§ **EXERCISE BRIEF**
Retype the lines below, from the first one through the line containing "box: [599, 362, 640, 407]", both included, and leave the pictures out of your answer.

*** EXTRACTED DATA ***

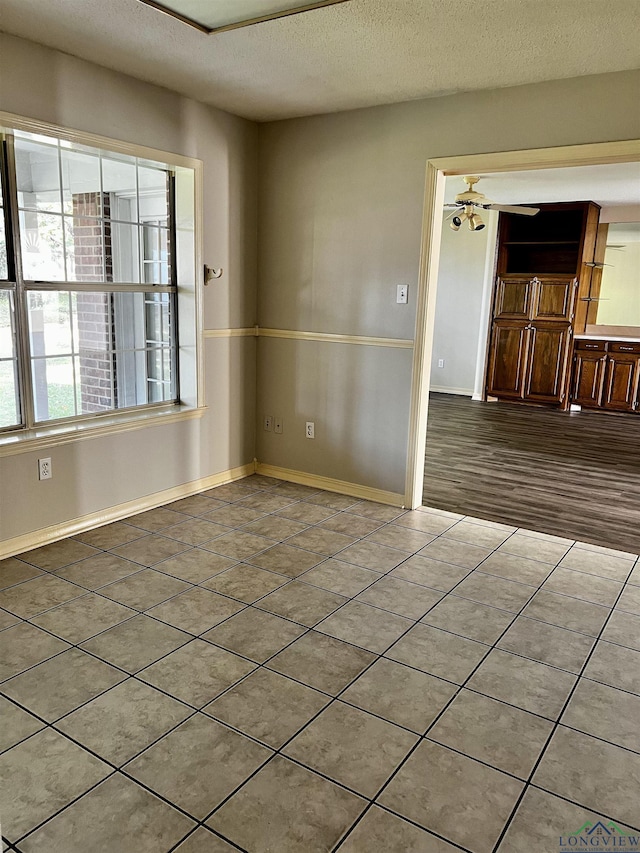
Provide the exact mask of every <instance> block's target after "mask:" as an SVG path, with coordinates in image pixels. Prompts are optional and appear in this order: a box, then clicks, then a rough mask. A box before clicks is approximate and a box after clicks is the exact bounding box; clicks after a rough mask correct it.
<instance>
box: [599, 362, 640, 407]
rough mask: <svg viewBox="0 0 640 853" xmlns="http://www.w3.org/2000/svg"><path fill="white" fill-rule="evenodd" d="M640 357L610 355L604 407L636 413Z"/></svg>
mask: <svg viewBox="0 0 640 853" xmlns="http://www.w3.org/2000/svg"><path fill="white" fill-rule="evenodd" d="M639 378H640V356H638V355H624V354H622V353H610V354H609V358H608V361H607V374H606V379H605V386H604V397H603V400H602V406H603V408H605V409H614V410H616V411H619V412H634V411H635V410H636V408H637V405H638V402H637V400H638V379H639Z"/></svg>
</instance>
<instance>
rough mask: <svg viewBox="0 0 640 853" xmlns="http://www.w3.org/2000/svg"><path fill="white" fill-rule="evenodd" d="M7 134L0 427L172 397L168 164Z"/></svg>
mask: <svg viewBox="0 0 640 853" xmlns="http://www.w3.org/2000/svg"><path fill="white" fill-rule="evenodd" d="M7 137H8V138H10V140H11V141H12V142H13V163H14V164H15V172H14V175H13V176H11V177H12V178H13V181H10V185H12V186H13V192H14V194H15V195H14V205H15V208H14V209H15V211H16V213H17V216H16V217H15V219H16V227H15V229H14V238H15V245H16V246H17V247H18V251H19V261H20V263H18V264H16V267H17V269H18V270H20V269H21V271H22V274H21V276H20V277H19V280H18V282H17V283H15V284H13V283H12V284H11V285H10V286H11V288H12V291H11V292H10V293H6V292H3V290H2V289H0V392H1V393H2V400H3V402H2V404H0V430H3V429H5V428H8V427H13V428H15V427H16V426H26V427H28V426H35V425H42V424H44V423H47V422H51V421H58V420H64V419H68V418H78V417H86V416H92V415H97V414H104V413H109V412H114V411H117V410H120V409H128V408H131V407H140V406H148V405H153V404H159V403H171V402H177V397H178V381H177V376H178V365H177V313H176V307H177V293H176V291H177V288H176V285H175V271H174V269H173V263H172V259H173V256H174V255H175V236H174V227H175V222H174V216H173V213H172V208H173V197H172V196H173V193H172V181H173V172H172V169H171V168H170V167H169V166H167V165H166V164H162V163H157V162H154V161H150V160H145V159H142V158H136V157H133V156H129V155H124V154H120V153H116V152H111V151H105V150H102V149H96V148H90V147H88V146H82V145H78V144H76V143H72V142H70V141H68V140H64V139H61V138H56V137H47V136H44V135H41V134H31V133H25V132H21V131H15V132H14V133H13V134H11V133H8V134H7ZM10 159H11V158H10ZM4 198H5V200H6V198H7V191H6V190H5V194H4ZM2 213H3V211H2V209H0V214H2ZM2 221H4V220H3V219H2V218H0V222H2ZM1 245H2V244H0V247H1ZM8 252H9V250H5V256H7V255H8ZM2 257H3V255H2V250H1V248H0V274H1V273H2V272H3V271H4V267H3V266H2ZM8 266H9V267H11V263H10V259H9V264H8ZM2 287H3V285H2V282H1V281H0V288H2ZM14 296H15V299H14V298H13V297H14ZM16 300H17V302H18V310H17V311H16V306H15V304H14V302H15V301H16ZM20 306H23V307H22V308H20ZM20 319H21V320H22V328H21V331H22V337H23V346H22V349H20V348H19V347H18V346H17V334H16V332H17V327H18V326H19V325H20ZM18 352H21V355H22V359H23V362H24V364H23V365H22V366H23V368H24V369H23V370H21V371H20V370H19V363H18V362H19V358H18V355H17V353H18ZM20 375H22V376H23V382H22V387H20V383H19V381H18V377H19V376H20ZM19 390H21V392H22V396H23V399H27V398H28V405H27V406H25V407H24V408H25V410H26V412H27V416H26V418H25V419H24V421H22V420H21V419H20V411H21V406H20V404H19Z"/></svg>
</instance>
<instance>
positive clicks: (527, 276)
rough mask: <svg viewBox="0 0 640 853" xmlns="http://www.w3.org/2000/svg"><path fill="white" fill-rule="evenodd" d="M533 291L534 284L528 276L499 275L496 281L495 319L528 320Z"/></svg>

*** End of EXTRACTED DATA ***

§ **ANSWER TO THIS EXERCISE**
Provide the exact mask of every <instance> block's target after "mask:" as an SVG path, with coordinates in image pixels. Prompts are optional and appear in this order: a box, then clicks, then a rough mask. A box before clicks is approximate and a box after clicks is the exact bounding box; clicks after a rough mask correct it.
<instance>
box: [599, 362, 640, 407]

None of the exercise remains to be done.